** begin Supplied material **

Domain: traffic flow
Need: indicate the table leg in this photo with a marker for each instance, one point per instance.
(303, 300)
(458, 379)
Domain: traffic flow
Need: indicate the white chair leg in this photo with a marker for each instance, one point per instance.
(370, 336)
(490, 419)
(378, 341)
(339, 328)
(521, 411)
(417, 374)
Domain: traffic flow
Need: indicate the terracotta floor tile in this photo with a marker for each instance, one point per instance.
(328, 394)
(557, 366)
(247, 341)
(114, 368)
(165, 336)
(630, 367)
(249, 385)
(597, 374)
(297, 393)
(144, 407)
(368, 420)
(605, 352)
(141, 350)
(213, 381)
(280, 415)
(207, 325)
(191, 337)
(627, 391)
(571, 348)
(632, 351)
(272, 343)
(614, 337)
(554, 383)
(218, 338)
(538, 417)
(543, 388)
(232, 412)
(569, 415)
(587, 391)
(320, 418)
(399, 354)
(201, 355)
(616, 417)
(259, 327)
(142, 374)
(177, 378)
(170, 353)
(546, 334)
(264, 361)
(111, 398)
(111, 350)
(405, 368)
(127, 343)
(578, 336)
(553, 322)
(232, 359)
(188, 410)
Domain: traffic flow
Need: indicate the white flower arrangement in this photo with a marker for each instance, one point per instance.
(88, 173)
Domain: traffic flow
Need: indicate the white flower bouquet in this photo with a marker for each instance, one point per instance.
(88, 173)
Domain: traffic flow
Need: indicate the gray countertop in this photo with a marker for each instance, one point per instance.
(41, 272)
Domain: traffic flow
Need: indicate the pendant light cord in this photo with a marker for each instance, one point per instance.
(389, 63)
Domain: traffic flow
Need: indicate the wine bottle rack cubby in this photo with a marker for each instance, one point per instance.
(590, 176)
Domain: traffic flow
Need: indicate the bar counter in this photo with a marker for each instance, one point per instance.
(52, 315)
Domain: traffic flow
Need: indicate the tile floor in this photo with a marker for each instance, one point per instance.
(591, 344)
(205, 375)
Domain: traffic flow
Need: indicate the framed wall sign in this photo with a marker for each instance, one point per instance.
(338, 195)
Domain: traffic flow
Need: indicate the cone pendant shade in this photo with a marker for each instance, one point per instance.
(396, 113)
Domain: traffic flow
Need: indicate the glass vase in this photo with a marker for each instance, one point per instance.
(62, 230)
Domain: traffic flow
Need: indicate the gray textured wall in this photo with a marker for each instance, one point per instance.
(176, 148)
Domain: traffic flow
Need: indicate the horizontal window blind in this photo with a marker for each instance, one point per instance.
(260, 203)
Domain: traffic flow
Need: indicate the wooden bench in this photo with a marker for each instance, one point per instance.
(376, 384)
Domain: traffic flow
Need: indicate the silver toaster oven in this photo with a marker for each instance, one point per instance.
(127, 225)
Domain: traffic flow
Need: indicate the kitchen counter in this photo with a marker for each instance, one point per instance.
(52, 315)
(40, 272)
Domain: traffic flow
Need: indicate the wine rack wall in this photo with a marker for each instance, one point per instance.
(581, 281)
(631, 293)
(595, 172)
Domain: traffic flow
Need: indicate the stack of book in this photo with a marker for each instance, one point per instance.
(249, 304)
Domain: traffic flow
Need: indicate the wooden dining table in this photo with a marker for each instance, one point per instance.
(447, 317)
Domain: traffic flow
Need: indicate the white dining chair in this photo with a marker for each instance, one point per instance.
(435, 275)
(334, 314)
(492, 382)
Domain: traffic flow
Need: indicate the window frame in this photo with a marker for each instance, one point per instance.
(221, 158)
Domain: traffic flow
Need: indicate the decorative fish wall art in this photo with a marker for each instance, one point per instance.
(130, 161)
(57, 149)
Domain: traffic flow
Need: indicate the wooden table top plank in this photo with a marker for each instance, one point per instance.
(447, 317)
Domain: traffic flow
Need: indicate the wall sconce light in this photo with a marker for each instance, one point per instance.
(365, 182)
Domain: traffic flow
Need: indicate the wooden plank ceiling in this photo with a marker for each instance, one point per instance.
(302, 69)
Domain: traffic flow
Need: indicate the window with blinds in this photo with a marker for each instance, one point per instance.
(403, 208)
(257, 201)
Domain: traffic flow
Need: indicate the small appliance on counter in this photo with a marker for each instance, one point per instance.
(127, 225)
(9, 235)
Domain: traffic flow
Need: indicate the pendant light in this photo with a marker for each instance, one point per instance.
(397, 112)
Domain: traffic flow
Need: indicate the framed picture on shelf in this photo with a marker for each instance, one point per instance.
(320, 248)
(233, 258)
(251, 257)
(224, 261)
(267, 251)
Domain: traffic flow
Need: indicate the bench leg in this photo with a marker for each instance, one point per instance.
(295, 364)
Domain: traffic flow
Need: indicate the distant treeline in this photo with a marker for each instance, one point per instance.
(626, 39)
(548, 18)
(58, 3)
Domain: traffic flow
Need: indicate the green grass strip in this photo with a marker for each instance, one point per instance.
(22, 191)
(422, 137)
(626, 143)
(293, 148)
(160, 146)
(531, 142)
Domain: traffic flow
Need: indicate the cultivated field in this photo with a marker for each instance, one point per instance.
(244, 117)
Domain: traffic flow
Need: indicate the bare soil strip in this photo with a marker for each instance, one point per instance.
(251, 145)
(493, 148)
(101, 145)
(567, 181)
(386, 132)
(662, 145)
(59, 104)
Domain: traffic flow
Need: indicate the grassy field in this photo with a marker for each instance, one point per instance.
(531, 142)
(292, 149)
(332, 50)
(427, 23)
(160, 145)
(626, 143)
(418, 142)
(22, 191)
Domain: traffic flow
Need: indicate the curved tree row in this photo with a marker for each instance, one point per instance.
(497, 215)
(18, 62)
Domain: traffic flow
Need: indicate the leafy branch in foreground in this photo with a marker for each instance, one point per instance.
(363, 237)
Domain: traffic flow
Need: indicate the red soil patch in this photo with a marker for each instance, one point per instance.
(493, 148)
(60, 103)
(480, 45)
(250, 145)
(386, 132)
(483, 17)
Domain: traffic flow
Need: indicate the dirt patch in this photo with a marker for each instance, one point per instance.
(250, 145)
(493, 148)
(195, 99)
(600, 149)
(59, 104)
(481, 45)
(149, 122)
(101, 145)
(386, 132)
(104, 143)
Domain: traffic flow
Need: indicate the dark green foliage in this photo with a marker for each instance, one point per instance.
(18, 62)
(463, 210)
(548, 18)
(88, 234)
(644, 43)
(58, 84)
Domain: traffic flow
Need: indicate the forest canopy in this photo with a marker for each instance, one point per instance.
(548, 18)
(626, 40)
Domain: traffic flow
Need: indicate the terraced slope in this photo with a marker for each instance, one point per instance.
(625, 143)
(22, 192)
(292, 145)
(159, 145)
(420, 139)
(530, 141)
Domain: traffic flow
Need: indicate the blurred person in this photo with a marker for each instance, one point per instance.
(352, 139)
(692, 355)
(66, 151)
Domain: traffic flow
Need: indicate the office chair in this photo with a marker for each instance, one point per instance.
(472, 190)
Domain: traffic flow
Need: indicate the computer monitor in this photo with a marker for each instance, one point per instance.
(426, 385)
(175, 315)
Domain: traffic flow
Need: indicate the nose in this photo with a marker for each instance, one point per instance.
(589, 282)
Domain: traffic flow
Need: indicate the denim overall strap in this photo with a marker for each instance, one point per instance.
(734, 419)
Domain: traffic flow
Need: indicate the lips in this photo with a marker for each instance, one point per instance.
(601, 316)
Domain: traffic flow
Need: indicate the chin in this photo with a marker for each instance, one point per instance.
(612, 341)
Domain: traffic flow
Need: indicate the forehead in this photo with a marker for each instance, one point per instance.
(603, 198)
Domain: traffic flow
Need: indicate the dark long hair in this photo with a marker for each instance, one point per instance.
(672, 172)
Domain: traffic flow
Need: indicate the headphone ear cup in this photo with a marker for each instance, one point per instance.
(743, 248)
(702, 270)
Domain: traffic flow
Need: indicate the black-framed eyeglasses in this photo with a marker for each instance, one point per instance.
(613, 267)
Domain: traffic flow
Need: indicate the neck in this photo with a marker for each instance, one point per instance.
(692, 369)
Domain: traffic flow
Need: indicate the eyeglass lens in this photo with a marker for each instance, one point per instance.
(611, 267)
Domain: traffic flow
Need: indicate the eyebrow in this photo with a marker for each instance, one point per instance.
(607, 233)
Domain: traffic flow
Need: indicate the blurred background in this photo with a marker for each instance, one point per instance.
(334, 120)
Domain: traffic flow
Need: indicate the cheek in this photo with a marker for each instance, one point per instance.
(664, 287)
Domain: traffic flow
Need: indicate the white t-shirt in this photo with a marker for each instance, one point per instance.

** end Supplied material **

◆ Stated goal: Please filter the records above and copy every line that contains the string "strip".

◆ Final answer:
Need: indicate the green grass strip in this photo with a marker for each instance, one point per instance.
Need: indicate the bare soil strip in this photo with a marker for each instance, one point per instance.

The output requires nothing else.